■ ASSIGNMENT
Print each entry exactly, all the way through.

[Records from a collection]
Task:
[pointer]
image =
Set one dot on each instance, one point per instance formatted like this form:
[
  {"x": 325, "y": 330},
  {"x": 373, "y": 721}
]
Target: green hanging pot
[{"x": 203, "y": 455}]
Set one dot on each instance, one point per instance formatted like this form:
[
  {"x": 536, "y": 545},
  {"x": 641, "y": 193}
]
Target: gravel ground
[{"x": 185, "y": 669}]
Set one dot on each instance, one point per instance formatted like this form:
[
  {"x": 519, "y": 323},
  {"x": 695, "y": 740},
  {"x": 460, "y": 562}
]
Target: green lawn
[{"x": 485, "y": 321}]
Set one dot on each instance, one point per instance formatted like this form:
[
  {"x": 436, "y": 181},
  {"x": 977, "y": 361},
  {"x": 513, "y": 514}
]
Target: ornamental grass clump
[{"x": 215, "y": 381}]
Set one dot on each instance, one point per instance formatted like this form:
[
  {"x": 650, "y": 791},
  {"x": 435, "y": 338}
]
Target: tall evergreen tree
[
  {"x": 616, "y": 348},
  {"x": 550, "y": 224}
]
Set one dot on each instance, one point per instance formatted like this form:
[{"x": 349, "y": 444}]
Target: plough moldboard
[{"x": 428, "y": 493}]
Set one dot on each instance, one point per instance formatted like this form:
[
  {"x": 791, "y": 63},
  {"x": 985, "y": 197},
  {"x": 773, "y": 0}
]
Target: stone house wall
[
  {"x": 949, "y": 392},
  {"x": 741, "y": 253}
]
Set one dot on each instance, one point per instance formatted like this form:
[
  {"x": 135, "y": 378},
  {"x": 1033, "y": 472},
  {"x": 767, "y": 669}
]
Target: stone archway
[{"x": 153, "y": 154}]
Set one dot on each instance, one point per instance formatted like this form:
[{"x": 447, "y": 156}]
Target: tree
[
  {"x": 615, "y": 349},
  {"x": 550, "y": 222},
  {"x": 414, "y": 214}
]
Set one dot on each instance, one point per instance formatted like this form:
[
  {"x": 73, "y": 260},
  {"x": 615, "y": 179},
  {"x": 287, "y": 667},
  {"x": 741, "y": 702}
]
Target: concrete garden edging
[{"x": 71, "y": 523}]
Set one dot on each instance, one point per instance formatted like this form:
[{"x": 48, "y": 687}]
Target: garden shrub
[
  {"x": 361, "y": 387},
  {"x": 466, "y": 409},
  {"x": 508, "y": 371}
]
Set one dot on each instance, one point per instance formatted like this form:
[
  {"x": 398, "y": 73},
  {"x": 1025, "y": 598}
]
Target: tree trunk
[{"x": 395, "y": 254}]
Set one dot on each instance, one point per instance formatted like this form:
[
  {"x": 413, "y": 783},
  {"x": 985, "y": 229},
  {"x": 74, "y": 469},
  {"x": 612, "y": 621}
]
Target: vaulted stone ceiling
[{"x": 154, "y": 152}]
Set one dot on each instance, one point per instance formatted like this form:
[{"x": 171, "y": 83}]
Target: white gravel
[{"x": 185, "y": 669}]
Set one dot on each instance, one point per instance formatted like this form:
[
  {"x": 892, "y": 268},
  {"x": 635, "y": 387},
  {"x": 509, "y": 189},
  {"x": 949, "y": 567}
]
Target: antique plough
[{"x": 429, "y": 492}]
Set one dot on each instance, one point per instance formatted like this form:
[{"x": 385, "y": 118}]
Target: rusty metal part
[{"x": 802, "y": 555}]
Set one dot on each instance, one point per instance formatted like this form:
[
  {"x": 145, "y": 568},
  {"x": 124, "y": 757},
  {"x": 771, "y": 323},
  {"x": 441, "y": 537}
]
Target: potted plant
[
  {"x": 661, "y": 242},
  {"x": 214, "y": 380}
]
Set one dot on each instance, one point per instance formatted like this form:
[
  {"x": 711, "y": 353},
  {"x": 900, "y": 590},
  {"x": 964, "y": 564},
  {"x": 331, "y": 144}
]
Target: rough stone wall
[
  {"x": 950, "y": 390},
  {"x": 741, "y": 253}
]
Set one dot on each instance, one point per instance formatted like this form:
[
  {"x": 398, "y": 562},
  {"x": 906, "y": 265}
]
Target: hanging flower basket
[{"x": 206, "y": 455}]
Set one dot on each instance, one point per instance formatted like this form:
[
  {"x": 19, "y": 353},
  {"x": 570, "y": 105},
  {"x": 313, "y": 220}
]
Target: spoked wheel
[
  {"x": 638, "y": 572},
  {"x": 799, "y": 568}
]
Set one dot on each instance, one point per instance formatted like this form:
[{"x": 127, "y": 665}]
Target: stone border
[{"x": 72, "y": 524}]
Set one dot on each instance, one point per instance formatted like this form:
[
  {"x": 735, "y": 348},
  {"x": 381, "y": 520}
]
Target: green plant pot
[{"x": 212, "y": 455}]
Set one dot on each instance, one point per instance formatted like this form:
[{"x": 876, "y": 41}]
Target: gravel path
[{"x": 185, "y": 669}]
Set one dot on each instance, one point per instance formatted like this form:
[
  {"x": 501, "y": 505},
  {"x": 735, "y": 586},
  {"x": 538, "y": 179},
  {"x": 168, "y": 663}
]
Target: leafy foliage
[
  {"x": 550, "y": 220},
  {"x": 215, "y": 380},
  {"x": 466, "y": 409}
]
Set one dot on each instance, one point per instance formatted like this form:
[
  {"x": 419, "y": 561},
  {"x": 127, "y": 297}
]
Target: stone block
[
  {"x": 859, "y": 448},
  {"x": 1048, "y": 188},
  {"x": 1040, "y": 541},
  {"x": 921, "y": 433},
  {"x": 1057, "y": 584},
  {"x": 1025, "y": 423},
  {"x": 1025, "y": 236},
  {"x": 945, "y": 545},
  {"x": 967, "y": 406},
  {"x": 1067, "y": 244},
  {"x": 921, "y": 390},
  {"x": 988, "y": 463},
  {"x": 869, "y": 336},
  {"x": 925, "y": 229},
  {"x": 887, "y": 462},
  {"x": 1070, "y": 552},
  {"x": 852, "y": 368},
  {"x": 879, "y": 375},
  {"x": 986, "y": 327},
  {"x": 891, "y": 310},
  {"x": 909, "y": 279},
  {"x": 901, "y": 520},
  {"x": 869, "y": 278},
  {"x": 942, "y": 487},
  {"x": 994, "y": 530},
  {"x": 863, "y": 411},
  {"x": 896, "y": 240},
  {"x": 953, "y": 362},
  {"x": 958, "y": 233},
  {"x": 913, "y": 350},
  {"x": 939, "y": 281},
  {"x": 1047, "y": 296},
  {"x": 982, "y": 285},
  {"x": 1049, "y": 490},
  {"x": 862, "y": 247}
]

■ REPLY
Task:
[pointer]
image =
Set one dot on each instance, one point per instance formatted like this form:
[
  {"x": 325, "y": 330},
  {"x": 373, "y": 721}
]
Target: green hanging pot
[{"x": 203, "y": 455}]
Set one dot on each instance, one point per instance formatted like this form:
[
  {"x": 536, "y": 545},
  {"x": 641, "y": 193}
]
Target: gravel ground
[{"x": 185, "y": 669}]
Set one dot on each instance, one point per instance formatted like this form:
[
  {"x": 519, "y": 323},
  {"x": 695, "y": 740},
  {"x": 460, "y": 562}
]
Target: green lawn
[{"x": 485, "y": 321}]
Set one dot on each instance, one point per instance formatted like this form:
[
  {"x": 436, "y": 181},
  {"x": 977, "y": 361},
  {"x": 513, "y": 514}
]
Target: ornamental grass clump
[{"x": 215, "y": 381}]
Set one dot on each instance, one point per instance formatted like this form:
[
  {"x": 650, "y": 791},
  {"x": 435, "y": 338}
]
Target: tall evergreen tree
[
  {"x": 616, "y": 348},
  {"x": 550, "y": 224}
]
Set one dot on each instance, one point per instance formatted like this form:
[{"x": 349, "y": 444}]
Target: plough moldboard
[{"x": 428, "y": 493}]
Set one dot on each instance, one point per instance formatted like this form:
[
  {"x": 791, "y": 63},
  {"x": 985, "y": 197},
  {"x": 773, "y": 0}
]
Target: stone house wall
[
  {"x": 949, "y": 392},
  {"x": 741, "y": 253}
]
Set one dot on each instance, one point per instance formatted like this form:
[
  {"x": 135, "y": 378},
  {"x": 1033, "y": 472},
  {"x": 767, "y": 669}
]
Target: stone archway
[{"x": 153, "y": 154}]
Set one dot on each instance, one point per instance formatted like this form:
[{"x": 447, "y": 156}]
Target: tree
[
  {"x": 615, "y": 349},
  {"x": 550, "y": 222},
  {"x": 414, "y": 214}
]
Set one dot on each instance, one point per instance formatted like this form:
[
  {"x": 73, "y": 260},
  {"x": 615, "y": 179},
  {"x": 287, "y": 667},
  {"x": 741, "y": 702}
]
Target: concrete garden edging
[{"x": 71, "y": 523}]
Set one dot on each instance, one point per instance formatted like this form:
[{"x": 48, "y": 687}]
Target: garden shrub
[
  {"x": 361, "y": 387},
  {"x": 466, "y": 409},
  {"x": 508, "y": 371}
]
Set one dot on each instance, one point per instance formatted like this form:
[
  {"x": 398, "y": 73},
  {"x": 1025, "y": 598}
]
Target: tree trunk
[{"x": 395, "y": 254}]
Set one dot on each instance, one point per instance formatted like this form:
[
  {"x": 413, "y": 783},
  {"x": 985, "y": 229},
  {"x": 74, "y": 469},
  {"x": 612, "y": 621}
]
Target: vaulted stone ceiling
[{"x": 154, "y": 152}]
Set one dot on each instance, one point per instance formatted like this form:
[{"x": 171, "y": 83}]
Target: white gravel
[{"x": 185, "y": 669}]
Set one dot on each instance, one point per instance formatted like this form:
[
  {"x": 892, "y": 268},
  {"x": 635, "y": 387},
  {"x": 509, "y": 189},
  {"x": 949, "y": 567}
]
Target: antique plough
[{"x": 429, "y": 492}]
Set one dot on each instance, one point per instance formatted like this form:
[{"x": 385, "y": 118}]
Target: rusty metal part
[{"x": 802, "y": 555}]
Set one dot on each instance, one point per instance formatted like this form:
[
  {"x": 145, "y": 568},
  {"x": 124, "y": 757},
  {"x": 771, "y": 323},
  {"x": 441, "y": 537}
]
Target: potted plant
[
  {"x": 661, "y": 242},
  {"x": 214, "y": 380}
]
Set one dot on each instance, one point per instance formatted like this form:
[
  {"x": 711, "y": 353},
  {"x": 900, "y": 590},
  {"x": 964, "y": 564},
  {"x": 331, "y": 144}
]
Target: rough stone wall
[
  {"x": 950, "y": 390},
  {"x": 741, "y": 253}
]
Set one dot on each instance, one point per instance formatted like this form:
[
  {"x": 398, "y": 562},
  {"x": 906, "y": 265}
]
Target: hanging flower basket
[{"x": 206, "y": 455}]
Set one dot on each instance, one point per instance formatted like this form:
[
  {"x": 19, "y": 353},
  {"x": 570, "y": 105},
  {"x": 313, "y": 220}
]
Target: spoked wheel
[
  {"x": 638, "y": 572},
  {"x": 799, "y": 568}
]
Set one dot on each instance, one point per instance formatted like this form:
[{"x": 127, "y": 665}]
Target: stone border
[{"x": 72, "y": 524}]
Set one dot on each instance, one point per instance formatted like this form:
[
  {"x": 735, "y": 348},
  {"x": 381, "y": 520}
]
Target: green plant pot
[{"x": 212, "y": 455}]
Set one dot on each instance, one point per instance formatted like this form:
[{"x": 876, "y": 41}]
Target: gravel path
[{"x": 185, "y": 669}]
Set one dot on each instance, one point per instance formatted like this form:
[
  {"x": 501, "y": 505},
  {"x": 735, "y": 586},
  {"x": 538, "y": 179},
  {"x": 168, "y": 663}
]
Target: leafy foliage
[
  {"x": 550, "y": 220},
  {"x": 215, "y": 380},
  {"x": 466, "y": 409}
]
Set one dot on each instance, one point per instance formatted like this form:
[
  {"x": 419, "y": 561},
  {"x": 127, "y": 297}
]
Target: stone block
[
  {"x": 859, "y": 448},
  {"x": 1048, "y": 188},
  {"x": 1040, "y": 541},
  {"x": 921, "y": 433},
  {"x": 1057, "y": 584},
  {"x": 1025, "y": 423},
  {"x": 1025, "y": 236},
  {"x": 945, "y": 545},
  {"x": 967, "y": 406},
  {"x": 1067, "y": 244},
  {"x": 921, "y": 390},
  {"x": 988, "y": 463},
  {"x": 869, "y": 336},
  {"x": 925, "y": 229},
  {"x": 887, "y": 462},
  {"x": 1070, "y": 552},
  {"x": 852, "y": 368},
  {"x": 879, "y": 375},
  {"x": 986, "y": 327},
  {"x": 891, "y": 310},
  {"x": 909, "y": 279},
  {"x": 901, "y": 520},
  {"x": 869, "y": 278},
  {"x": 942, "y": 487},
  {"x": 994, "y": 530},
  {"x": 863, "y": 411},
  {"x": 896, "y": 240},
  {"x": 953, "y": 362},
  {"x": 958, "y": 233},
  {"x": 913, "y": 350},
  {"x": 939, "y": 281},
  {"x": 1047, "y": 296},
  {"x": 982, "y": 285},
  {"x": 1049, "y": 490},
  {"x": 862, "y": 247}
]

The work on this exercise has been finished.